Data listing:

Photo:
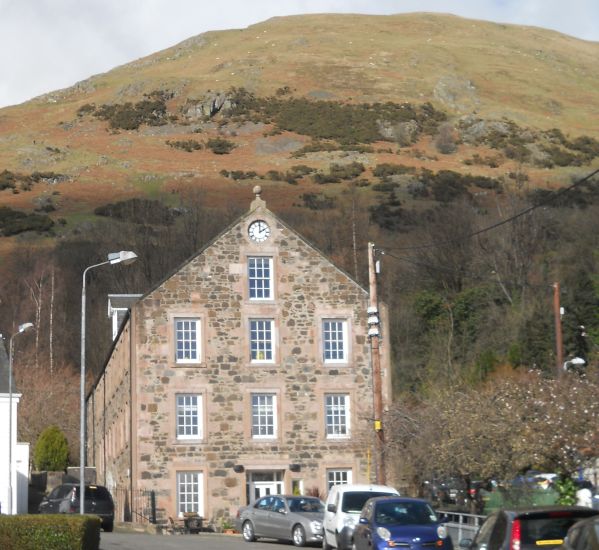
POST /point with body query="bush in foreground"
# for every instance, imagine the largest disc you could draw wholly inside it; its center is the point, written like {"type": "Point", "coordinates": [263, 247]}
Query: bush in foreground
{"type": "Point", "coordinates": [50, 532]}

* Brief *
Convert every line of the entries into a Markdown table with the columns Row and Line. Number each row, skip blank lines, and leave the pictures out.

* Result for this exercise *
| Row | Line |
|---|---|
| 1 | Photo: |
| 2 | POST /point with body query="bush in foreground" |
| 3 | # for every instance, imagine the largest disc you could draw wholly inside it; its center is the point, written like {"type": "Point", "coordinates": [263, 247]} |
| 4 | Query: bush in foreground |
| 5 | {"type": "Point", "coordinates": [50, 532]} |